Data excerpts
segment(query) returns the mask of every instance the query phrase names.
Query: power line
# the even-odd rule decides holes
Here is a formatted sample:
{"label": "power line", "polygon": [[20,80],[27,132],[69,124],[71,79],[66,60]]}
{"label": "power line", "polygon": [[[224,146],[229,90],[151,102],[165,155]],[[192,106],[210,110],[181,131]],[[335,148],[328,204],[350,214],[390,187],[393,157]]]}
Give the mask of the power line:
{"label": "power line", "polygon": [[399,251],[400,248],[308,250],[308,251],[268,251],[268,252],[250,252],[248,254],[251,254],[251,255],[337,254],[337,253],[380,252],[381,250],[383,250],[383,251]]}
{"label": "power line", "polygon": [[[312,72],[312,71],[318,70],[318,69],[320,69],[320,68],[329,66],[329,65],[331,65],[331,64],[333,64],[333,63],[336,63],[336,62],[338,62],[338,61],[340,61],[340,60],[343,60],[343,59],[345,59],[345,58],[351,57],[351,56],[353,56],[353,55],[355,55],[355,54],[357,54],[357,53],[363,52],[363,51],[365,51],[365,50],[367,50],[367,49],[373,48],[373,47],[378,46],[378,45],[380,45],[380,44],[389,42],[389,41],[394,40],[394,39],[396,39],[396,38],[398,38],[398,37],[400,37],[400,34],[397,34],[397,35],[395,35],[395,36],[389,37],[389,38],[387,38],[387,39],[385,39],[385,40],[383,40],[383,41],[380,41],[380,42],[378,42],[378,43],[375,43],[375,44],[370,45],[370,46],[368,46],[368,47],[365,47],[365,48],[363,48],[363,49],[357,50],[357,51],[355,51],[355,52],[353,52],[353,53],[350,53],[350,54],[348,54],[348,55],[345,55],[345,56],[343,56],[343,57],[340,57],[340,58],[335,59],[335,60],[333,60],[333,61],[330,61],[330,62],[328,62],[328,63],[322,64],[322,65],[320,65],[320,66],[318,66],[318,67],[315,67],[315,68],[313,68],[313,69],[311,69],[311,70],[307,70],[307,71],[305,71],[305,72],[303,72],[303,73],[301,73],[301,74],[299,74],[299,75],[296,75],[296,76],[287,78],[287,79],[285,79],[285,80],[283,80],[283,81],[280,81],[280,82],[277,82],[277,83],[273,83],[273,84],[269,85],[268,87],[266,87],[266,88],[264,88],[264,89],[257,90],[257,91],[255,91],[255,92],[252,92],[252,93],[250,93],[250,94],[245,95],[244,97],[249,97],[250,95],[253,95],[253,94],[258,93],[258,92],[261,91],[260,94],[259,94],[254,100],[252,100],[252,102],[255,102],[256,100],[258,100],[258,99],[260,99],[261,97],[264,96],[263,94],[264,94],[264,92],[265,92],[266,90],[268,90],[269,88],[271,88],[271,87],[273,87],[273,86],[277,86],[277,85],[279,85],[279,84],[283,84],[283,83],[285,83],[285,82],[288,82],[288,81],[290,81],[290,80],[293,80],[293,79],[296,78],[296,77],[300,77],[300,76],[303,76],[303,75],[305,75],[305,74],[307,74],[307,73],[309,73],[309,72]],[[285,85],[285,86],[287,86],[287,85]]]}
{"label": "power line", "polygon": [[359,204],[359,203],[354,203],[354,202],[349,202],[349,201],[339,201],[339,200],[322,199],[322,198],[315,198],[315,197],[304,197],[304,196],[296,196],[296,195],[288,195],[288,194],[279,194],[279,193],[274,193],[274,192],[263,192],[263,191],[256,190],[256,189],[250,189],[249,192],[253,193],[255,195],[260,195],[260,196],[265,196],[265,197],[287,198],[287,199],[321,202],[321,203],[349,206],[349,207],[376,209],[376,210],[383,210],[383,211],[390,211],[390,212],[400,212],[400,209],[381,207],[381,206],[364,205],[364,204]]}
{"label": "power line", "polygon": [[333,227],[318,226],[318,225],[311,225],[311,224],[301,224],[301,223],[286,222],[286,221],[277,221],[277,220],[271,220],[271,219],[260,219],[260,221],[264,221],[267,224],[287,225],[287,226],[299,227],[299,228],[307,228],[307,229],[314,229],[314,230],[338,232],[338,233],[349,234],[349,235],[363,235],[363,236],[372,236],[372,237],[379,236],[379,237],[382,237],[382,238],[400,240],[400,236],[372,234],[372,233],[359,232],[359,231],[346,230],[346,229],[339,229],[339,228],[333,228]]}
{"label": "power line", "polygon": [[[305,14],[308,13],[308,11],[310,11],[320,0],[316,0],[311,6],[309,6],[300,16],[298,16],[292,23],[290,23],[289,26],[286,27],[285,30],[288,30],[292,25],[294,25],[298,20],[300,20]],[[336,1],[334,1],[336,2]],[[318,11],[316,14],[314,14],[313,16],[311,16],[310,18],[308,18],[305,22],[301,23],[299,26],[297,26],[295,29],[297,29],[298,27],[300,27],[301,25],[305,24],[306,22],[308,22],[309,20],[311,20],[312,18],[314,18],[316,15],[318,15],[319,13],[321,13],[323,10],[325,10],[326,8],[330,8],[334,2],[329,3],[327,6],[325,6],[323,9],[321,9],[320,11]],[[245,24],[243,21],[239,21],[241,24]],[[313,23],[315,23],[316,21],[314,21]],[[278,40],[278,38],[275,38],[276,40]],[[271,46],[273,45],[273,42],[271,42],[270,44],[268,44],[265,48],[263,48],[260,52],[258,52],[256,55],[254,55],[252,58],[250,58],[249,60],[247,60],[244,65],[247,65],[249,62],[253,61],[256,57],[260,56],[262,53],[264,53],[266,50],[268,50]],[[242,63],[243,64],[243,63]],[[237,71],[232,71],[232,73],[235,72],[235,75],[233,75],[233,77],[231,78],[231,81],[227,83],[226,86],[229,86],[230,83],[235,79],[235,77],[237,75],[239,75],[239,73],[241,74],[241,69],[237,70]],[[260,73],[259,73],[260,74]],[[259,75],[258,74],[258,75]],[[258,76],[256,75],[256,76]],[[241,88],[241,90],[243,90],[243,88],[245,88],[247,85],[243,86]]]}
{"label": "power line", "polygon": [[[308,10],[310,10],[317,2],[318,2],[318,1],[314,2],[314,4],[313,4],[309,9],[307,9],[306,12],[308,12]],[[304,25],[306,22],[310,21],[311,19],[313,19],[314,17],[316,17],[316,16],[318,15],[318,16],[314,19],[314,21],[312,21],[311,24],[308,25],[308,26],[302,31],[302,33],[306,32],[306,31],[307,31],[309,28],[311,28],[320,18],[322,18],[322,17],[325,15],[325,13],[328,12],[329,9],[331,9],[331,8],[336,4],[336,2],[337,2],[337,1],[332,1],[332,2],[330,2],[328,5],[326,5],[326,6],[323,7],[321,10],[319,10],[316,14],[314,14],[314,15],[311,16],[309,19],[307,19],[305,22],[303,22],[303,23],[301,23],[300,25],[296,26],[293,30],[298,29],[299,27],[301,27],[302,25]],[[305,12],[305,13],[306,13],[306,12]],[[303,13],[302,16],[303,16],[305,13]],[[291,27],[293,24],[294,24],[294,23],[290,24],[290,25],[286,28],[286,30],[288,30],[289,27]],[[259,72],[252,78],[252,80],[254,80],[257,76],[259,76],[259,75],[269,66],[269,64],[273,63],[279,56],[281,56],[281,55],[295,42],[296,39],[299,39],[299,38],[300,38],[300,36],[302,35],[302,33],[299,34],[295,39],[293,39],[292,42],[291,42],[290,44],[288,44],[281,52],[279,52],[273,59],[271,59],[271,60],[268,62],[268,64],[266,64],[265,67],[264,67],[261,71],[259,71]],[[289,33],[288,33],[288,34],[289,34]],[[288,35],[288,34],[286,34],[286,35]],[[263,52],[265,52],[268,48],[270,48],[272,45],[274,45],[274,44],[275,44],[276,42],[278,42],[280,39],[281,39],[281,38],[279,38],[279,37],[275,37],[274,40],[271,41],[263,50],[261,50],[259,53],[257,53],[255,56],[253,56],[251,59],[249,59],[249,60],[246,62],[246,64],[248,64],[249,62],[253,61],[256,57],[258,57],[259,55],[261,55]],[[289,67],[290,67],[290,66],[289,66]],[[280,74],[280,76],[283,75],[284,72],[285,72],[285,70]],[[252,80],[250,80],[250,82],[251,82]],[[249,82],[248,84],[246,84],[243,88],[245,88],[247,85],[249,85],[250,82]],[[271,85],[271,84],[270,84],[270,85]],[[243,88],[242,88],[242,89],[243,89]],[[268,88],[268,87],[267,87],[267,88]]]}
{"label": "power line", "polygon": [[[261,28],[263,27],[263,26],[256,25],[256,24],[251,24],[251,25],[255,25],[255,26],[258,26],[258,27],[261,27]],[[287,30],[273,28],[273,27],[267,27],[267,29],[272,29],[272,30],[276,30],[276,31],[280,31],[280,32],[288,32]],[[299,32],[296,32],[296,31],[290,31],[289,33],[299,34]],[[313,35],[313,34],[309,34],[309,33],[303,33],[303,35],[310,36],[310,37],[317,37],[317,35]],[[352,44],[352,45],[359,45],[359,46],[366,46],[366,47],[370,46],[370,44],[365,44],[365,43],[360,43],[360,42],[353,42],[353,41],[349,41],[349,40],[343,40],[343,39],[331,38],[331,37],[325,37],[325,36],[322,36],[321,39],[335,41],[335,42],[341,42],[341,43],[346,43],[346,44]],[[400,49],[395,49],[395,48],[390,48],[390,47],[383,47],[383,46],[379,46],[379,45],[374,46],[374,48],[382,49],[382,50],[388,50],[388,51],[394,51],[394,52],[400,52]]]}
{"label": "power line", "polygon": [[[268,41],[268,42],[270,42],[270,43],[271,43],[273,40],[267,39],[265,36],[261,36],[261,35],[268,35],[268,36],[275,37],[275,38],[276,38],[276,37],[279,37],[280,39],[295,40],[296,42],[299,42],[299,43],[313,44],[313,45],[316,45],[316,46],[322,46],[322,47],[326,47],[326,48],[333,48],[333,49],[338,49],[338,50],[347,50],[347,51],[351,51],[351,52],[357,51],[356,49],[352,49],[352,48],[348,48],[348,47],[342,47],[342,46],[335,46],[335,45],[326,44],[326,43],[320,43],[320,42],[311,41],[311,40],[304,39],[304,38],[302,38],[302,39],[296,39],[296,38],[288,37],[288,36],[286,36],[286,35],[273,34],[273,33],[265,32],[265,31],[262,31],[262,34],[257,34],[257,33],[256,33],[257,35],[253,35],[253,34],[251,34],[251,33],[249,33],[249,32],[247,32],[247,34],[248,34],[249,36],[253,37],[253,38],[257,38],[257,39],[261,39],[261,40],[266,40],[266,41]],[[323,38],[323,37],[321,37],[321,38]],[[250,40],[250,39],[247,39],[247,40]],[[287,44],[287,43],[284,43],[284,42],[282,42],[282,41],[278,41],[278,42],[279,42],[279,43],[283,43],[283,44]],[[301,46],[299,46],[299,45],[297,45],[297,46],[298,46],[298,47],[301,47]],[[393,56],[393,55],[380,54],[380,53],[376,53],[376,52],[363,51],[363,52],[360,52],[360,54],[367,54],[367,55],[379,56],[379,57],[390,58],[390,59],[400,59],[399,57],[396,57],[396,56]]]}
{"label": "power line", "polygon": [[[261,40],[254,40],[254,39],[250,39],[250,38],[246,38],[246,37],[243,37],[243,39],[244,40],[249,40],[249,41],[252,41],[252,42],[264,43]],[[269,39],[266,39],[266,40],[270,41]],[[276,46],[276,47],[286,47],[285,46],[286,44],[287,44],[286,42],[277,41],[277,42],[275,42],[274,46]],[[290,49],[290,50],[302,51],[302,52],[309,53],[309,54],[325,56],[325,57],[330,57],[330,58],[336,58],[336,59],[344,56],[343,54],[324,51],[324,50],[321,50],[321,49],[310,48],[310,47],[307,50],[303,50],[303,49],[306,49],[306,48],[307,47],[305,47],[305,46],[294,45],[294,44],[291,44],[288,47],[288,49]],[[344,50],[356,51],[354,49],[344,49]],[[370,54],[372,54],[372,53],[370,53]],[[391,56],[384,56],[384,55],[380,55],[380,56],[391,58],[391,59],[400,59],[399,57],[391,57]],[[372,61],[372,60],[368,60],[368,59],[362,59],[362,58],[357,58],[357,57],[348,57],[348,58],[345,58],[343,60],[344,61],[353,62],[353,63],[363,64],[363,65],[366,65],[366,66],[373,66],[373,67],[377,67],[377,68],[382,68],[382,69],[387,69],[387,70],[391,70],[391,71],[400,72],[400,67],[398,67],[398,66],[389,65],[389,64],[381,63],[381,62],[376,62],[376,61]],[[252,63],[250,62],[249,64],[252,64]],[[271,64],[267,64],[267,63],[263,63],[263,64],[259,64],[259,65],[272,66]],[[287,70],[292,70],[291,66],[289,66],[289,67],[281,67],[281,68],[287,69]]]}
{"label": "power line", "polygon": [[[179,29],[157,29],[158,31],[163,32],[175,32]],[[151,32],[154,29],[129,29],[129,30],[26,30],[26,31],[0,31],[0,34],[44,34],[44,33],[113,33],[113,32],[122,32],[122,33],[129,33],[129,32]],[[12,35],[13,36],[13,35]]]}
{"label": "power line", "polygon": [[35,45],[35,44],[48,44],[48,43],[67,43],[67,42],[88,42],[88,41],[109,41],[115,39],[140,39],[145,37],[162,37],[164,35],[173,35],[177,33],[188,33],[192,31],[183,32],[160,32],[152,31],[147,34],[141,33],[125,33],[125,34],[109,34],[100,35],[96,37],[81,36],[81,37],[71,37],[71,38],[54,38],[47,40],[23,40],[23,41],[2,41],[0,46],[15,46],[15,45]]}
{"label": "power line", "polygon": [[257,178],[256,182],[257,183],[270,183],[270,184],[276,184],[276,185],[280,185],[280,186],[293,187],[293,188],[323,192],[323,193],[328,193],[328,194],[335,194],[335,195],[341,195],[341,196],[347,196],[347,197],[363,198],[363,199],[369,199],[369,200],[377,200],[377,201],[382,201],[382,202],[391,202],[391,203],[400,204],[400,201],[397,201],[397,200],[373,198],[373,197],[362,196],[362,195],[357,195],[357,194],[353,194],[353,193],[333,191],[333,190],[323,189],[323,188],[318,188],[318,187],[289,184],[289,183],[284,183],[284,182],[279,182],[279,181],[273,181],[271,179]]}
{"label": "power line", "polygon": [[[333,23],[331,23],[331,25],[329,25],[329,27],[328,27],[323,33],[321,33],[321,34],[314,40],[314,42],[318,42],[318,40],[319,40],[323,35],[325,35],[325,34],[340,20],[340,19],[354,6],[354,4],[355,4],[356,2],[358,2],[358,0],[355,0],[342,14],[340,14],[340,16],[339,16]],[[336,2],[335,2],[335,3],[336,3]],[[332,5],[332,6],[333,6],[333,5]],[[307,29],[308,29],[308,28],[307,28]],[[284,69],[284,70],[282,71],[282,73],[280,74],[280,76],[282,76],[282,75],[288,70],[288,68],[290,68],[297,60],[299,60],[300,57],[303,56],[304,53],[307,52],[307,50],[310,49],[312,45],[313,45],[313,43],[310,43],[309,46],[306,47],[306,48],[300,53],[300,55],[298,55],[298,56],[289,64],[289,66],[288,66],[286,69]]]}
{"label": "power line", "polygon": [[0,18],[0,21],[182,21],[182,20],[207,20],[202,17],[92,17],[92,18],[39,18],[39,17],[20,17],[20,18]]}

→ **Exercise requirements**
Locate and copy each line in the data above that includes the word "mask".

→ **Result of this task**
segment(query) returns the mask of every instance the query phrase names.
Give the mask of the power line:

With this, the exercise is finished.